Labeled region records
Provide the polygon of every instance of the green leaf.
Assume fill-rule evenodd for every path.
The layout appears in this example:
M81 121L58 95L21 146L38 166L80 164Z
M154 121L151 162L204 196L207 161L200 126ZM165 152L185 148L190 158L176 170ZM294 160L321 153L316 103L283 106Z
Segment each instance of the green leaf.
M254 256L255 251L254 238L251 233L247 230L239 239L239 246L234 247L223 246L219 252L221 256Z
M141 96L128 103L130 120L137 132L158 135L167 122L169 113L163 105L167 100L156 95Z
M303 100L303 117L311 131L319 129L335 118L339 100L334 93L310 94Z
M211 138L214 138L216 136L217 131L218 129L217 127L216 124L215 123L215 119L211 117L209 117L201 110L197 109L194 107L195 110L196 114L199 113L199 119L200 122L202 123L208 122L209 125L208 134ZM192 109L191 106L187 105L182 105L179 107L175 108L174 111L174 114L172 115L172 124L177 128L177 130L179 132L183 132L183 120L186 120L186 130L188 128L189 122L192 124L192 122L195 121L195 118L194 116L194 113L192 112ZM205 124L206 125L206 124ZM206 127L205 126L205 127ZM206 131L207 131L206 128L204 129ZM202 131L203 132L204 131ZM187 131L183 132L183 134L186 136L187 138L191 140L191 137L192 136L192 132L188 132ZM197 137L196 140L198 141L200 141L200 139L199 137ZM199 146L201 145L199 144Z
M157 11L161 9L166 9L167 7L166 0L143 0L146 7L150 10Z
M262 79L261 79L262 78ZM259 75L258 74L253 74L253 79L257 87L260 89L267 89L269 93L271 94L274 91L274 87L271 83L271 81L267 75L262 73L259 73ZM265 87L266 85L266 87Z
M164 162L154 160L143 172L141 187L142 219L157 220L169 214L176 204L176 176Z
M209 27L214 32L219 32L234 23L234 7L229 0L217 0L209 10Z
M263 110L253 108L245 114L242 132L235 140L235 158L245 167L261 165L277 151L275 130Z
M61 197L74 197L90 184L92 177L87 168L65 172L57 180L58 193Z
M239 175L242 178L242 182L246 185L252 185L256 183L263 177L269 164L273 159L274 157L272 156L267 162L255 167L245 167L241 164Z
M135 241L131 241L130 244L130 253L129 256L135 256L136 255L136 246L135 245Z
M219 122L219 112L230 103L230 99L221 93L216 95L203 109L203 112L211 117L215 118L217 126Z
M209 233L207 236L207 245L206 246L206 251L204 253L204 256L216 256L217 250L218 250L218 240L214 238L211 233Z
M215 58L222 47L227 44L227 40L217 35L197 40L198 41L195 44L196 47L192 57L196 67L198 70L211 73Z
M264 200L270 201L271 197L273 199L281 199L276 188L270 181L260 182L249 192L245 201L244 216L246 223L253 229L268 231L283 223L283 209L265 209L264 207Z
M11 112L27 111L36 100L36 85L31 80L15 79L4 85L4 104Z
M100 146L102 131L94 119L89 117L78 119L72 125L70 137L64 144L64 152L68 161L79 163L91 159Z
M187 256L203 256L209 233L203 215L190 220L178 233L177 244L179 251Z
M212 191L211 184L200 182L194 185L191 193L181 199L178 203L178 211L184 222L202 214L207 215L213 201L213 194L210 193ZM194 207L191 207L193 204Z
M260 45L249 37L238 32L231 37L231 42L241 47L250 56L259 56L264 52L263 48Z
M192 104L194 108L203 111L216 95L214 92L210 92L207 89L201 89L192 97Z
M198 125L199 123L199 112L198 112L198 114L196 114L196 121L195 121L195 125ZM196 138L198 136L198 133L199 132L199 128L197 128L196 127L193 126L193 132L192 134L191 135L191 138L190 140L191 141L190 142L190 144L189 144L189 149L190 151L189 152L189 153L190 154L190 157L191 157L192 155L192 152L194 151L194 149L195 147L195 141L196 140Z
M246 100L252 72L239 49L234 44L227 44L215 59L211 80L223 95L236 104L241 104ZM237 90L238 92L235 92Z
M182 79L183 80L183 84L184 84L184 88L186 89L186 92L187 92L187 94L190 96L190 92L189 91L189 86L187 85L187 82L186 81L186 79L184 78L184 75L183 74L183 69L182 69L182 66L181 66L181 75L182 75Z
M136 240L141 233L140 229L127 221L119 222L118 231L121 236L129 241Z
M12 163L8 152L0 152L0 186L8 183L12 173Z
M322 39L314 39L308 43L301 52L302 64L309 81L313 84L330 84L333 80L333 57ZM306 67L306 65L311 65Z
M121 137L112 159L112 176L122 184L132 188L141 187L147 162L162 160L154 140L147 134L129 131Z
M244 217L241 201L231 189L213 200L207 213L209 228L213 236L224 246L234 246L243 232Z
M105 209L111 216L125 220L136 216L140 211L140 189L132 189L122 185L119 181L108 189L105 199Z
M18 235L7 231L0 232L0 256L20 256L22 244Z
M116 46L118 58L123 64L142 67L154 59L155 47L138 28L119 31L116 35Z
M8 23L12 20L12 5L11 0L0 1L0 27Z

» **Problem to work on**
Convert every line of the listing above into a numbered list, omitting any blank lines.

» **Written answer**
1. Provide the polygon of every instance of the green leaf.
2. Assume fill-rule evenodd for every path.
3. The layout appears in this example:
4. M81 121L58 95L21 146L38 166L80 164Z
5. M154 121L151 162L204 196L207 161L200 126ZM165 152L185 148L190 158L176 170ZM294 160L321 153L316 103L283 106Z
6. Segment each instance of the green leaf.
7. M254 256L255 251L254 238L251 233L247 230L239 239L239 246L234 247L223 246L219 252L221 256Z
8. M141 96L128 103L130 120L137 132L158 135L167 122L169 113L163 105L167 100L156 95Z
9. M303 100L303 117L311 131L319 129L335 118L339 100L334 93L310 94Z
10. M211 138L214 138L216 136L217 131L218 129L217 127L216 124L215 123L215 119L211 117L209 117L201 110L197 109L194 107L195 110L196 114L199 113L199 119L200 122L202 123L208 122L209 125L208 134ZM192 109L191 106L187 105L182 105L179 107L175 108L174 111L174 114L172 115L172 124L177 128L177 130L179 132L183 132L183 120L186 120L186 130L188 128L189 122L192 124L192 122L195 121L195 118L194 116L194 113L192 112ZM205 124L206 125L206 124ZM206 127L205 126L205 127ZM206 131L207 131L206 128L204 129ZM202 131L203 132L204 131ZM187 131L183 132L183 134L186 136L187 138L191 140L191 137L192 136L192 132L188 132ZM197 137L196 140L198 141L200 141L200 139L199 137ZM199 146L201 145L199 144Z
11. M157 11L161 9L166 9L167 7L166 0L143 0L146 7L150 10Z
12. M262 79L261 79L262 78ZM259 75L258 74L253 74L253 79L257 87L260 89L267 89L269 93L271 94L274 91L274 87L271 83L271 81L267 75L262 73L259 73ZM265 87L266 85L266 87Z
13. M164 162L154 160L143 172L141 187L142 219L157 220L169 214L176 204L176 176Z
14. M209 27L214 32L219 32L234 23L234 7L229 0L217 0L209 10Z
15. M263 110L253 108L245 114L242 132L235 140L235 158L245 167L261 165L277 151L275 130Z
16. M61 197L74 197L90 184L92 177L87 168L65 172L57 180L58 193Z
17. M239 175L242 178L242 182L246 185L252 185L256 183L263 177L269 164L273 159L274 157L272 156L267 162L255 167L245 167L241 164Z
18. M135 241L131 241L130 244L130 253L129 256L135 256L136 255L136 246L135 245Z
19. M219 122L219 112L230 103L230 99L221 93L216 95L203 109L203 112L211 117L215 118L217 126Z
20. M209 233L207 236L207 245L206 246L206 251L204 253L204 256L216 256L217 250L218 250L218 240L214 238L211 233Z
21. M215 58L222 47L227 44L227 40L217 35L197 40L198 41L195 44L196 47L192 57L196 67L198 70L211 73Z
22. M264 200L270 201L271 197L273 199L281 199L276 188L270 181L260 182L249 192L245 201L244 216L246 223L253 229L268 231L283 223L283 209L265 209L264 207Z
23. M11 112L27 111L36 100L36 85L31 80L15 79L4 85L4 104Z
24. M100 146L102 131L94 119L89 117L78 119L72 125L70 137L64 144L64 152L68 161L79 163L91 159Z
25. M187 256L203 256L209 233L203 215L190 220L178 233L177 244L179 251Z
26. M212 191L211 184L200 182L194 185L191 193L181 199L178 203L178 211L184 222L202 214L207 215L213 201L213 194L210 193ZM194 207L191 207L193 204Z
27. M260 45L249 37L238 32L231 37L231 42L241 47L250 56L259 56L264 52L263 48Z
28. M192 104L194 108L203 111L216 95L214 92L210 92L207 89L201 89L192 97Z
29. M198 125L199 123L199 112L198 112L198 114L196 114L196 121L195 121L195 125ZM196 138L198 136L198 133L199 132L199 128L197 128L196 127L193 126L193 132L192 134L191 135L191 138L190 140L191 141L190 142L190 144L189 144L189 149L190 151L189 152L189 153L190 154L190 157L191 157L192 155L192 152L194 151L194 149L195 147L195 141L196 140Z
30. M246 100L252 72L239 49L234 44L227 44L215 59L211 80L223 95L236 104L241 104ZM237 90L238 92L235 92Z
31. M182 79L183 80L183 84L184 84L184 88L186 89L186 92L187 92L187 94L190 96L190 92L189 91L189 86L187 85L187 82L186 81L186 79L184 78L184 75L183 74L183 69L182 69L182 66L181 66L181 75L182 75Z
32. M136 240L141 233L140 229L127 221L119 222L118 231L121 236L129 241Z
33. M12 163L8 152L0 152L0 186L8 183L12 173Z
34. M322 39L314 39L308 43L301 52L302 64L309 81L313 84L330 84L333 80L333 57ZM306 67L306 65L311 65Z
35. M121 137L112 159L112 176L122 184L132 188L141 187L147 162L162 160L154 140L147 134L129 131Z
36. M244 217L241 201L231 189L213 200L207 213L209 228L213 236L224 246L234 246L243 232Z
37. M105 209L111 216L125 220L136 216L140 211L140 189L132 189L122 185L119 181L108 189L105 199Z
38. M18 235L7 231L0 232L0 256L20 256L22 244Z
39. M116 46L118 58L123 64L142 67L154 59L155 47L138 28L119 31L116 35Z
40. M8 23L12 20L12 5L11 0L0 1L0 27Z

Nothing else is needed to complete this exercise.